Work request: Continue the September 2022 reading round-up past its final sentence, which ends the plot summary of The Atmospherians.

Welcome to the September 2022 Reading Round-Up. Each month I write about the books I've read and rank them from worst to best.
Who knew starting law school would be so good for my reading life? One month ago, as I was winding down with summer and beginning orientation, I looked at the books on my shelf and my library list with worry. I had gotten used to all of the reading I was able to do working a 9 to 5 job and relished the challenge of trying to get to as many books as possible each month. The idea of starting law school and never being able to read what I wanted filled me with dread. I’m pleased to report that my fears of doom and gloom have not come to pass. In fact, the scarcity of my free time has made the time I get to spend reading more valuable, relaxing, and escapist. Thanks to audiobooks and a breakfast/pre-bed reading routine, September has been a productive reading month. Although there are two (!) books rated a perfect ten on this list, don’t scroll right to the bottom. I enjoyed most of the books I read this month, each serving a different purpose or mood even if they aren’t all part of the award winning cannon.
All of the books written about below are available on my September 2022 Reading Round-Up Bookshop page, or you can click on the title of the book itself to be routed to the shop. All of the books I’ve ever recommended, sorted by post, are also available on the general shop page. Happy reading!
12. The Atmospherians - Alex McElroy
Fiction, 287 pages
One ill-advised comment on the internet has landed Sasha Marcus in big trouble. An internet celebrity known for her wellness videos, Sasha is hounded by trolls, including one man who kills himself after Sasha responds to his abusive comment. Suddenly, no one wants to be associated with Sasha and people are protesting outside of her building. Lost and alone, Sasha turns to her childhood friend, Dyson - a failed actor with his own self-worth issues - who convinces Sasha to start a cult with him in southern New Jersey aimed at rehabilitating wayward men. As this is a satire, the men that join this program aren’t anything special. Instead, they each have issues in their past connected to toxic masculinity in a society beset by a “man horde” issue - groups of men who join together and engage in a brainless collective activity: sometimes civic engagement and other times violence or destruction. Sasha and Dyson’s camp, which is poorly planned and borders on a scam, quickly falls into disarray as chaos ensues.

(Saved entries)
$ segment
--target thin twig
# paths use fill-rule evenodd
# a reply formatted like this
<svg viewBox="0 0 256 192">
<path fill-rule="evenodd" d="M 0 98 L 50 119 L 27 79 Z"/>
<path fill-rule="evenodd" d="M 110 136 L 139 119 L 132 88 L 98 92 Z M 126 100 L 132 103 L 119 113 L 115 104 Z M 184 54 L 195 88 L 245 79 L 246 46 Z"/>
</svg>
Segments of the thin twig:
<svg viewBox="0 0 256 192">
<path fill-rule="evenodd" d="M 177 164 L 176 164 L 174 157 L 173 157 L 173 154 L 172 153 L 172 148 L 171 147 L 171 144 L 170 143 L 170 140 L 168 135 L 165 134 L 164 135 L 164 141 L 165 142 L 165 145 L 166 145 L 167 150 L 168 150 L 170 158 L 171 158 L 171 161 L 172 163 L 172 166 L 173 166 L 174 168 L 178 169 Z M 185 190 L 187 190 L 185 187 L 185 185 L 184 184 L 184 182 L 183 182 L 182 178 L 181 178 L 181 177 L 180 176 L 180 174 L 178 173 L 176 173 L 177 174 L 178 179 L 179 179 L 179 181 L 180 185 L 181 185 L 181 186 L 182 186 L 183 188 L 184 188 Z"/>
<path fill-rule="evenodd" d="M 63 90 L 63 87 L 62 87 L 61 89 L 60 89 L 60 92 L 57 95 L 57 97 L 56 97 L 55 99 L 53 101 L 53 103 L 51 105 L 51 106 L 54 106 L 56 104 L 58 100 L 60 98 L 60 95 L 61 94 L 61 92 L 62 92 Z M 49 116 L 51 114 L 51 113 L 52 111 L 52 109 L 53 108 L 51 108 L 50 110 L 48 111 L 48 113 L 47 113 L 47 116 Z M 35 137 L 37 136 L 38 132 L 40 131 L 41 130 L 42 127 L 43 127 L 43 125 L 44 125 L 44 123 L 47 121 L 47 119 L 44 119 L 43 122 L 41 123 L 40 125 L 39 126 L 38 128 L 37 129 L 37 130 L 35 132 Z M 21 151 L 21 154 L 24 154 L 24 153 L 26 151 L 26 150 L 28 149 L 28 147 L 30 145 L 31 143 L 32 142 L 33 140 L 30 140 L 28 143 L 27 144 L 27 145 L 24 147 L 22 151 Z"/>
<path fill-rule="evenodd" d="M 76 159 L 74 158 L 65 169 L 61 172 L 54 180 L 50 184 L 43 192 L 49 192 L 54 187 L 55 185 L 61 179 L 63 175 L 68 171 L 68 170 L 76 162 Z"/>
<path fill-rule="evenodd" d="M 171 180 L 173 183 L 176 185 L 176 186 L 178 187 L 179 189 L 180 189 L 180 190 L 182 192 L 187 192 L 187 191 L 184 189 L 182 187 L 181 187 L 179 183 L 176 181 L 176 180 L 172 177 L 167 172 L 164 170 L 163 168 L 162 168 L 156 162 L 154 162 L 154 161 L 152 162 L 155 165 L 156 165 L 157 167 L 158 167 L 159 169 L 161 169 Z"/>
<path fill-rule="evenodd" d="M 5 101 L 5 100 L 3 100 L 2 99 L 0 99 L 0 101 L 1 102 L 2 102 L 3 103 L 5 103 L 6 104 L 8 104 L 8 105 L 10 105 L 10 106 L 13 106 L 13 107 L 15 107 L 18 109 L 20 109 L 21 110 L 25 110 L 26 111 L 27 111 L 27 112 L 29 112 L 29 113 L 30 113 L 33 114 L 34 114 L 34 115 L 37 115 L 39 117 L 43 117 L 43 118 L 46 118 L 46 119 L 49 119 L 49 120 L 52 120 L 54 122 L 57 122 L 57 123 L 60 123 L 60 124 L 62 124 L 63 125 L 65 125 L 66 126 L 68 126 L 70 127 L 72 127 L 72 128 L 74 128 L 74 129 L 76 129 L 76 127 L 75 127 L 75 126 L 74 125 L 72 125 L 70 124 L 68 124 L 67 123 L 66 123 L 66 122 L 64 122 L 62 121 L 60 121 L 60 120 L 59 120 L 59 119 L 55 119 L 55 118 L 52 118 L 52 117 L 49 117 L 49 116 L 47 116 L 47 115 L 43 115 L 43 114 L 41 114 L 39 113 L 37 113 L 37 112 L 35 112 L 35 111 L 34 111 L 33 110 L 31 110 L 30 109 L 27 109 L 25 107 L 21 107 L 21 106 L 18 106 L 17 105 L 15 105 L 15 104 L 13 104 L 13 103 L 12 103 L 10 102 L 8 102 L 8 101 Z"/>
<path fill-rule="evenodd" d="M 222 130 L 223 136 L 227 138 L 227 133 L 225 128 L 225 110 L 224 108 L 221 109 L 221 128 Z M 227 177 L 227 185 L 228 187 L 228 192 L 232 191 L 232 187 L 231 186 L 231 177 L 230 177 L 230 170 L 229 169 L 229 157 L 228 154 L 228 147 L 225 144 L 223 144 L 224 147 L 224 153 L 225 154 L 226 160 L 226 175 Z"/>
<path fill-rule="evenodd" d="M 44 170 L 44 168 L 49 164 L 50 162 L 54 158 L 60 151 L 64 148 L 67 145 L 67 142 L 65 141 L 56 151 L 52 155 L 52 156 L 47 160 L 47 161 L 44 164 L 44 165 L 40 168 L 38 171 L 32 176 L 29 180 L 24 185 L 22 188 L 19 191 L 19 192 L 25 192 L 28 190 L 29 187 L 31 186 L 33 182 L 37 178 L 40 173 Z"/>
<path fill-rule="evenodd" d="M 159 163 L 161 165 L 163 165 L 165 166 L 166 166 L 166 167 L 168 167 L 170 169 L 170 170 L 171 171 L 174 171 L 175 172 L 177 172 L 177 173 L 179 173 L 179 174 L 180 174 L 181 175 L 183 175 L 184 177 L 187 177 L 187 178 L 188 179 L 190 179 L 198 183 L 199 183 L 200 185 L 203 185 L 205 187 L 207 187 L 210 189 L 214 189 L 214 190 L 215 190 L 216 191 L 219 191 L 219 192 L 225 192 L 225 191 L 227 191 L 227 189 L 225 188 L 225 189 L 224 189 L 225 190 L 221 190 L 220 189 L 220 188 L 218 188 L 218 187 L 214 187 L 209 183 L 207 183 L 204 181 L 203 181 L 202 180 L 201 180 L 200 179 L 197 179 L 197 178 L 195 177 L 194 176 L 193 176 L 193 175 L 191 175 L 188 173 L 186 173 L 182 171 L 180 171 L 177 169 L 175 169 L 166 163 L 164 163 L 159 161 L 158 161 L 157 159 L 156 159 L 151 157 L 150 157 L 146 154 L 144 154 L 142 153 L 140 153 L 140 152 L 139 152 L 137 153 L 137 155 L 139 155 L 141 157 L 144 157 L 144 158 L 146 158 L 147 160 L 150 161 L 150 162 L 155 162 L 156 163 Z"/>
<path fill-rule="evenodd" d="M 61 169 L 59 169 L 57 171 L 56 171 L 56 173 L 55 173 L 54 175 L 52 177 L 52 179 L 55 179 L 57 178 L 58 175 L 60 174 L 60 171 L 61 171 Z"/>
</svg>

Answer to this exercise:
I usually like satires. I like fiction that examines society by stretching it to its most farcical limits. Satire done well - for example, Black Buck or Disorientation - is entertaining and makes you think. For all its attempts to be successful in this genre, The Atmospherians fell short, mostly because the details required to make the underpinnings of the story feel realistic were not there. Instead of buying into this exaggerated world that McElroy attempted to build, I was instead distracted by the inadequacies of the premise - why did these men stay at the camp even when they discovered its shortcomings? How is an experiment with 12 men anywhere near sufficient to garner the media attention that they did? Why would Sasha possibly commit and return when any rational person would realize that no good could come from it? The holes in the story were too deep for me to effectively engage and as a result, even though the book is only 287 pages, I felt like it dragged on for far too long until it got to its bizarre and wholly unnecessary conclusion.
Rating: 6/10
11. 1962: Baseball and America in the Time of JFK - David Krell
Non-Fiction/History, 278 pages
After months of increasingly not-so-subtle hints from my dad, I picked up 1962 - a historical survey of baseball and American culture in the book’s namesake year. Each chapter covered a different month in this seminal year, which was both an interesting way to survey major events, as well as watch the baseball season progress. Readers are introduced to trends in popular culture - including the nation’s fixation with space and film - as well as major political events from the Cuban Missile Crisis to the debate over abortion. Amidst all of this are detailed chapters on the baseball season, including not just the slow march to an exciting World Series, but also the expansion and reorienting of Major League Baseball to something closer to what we now recognize today.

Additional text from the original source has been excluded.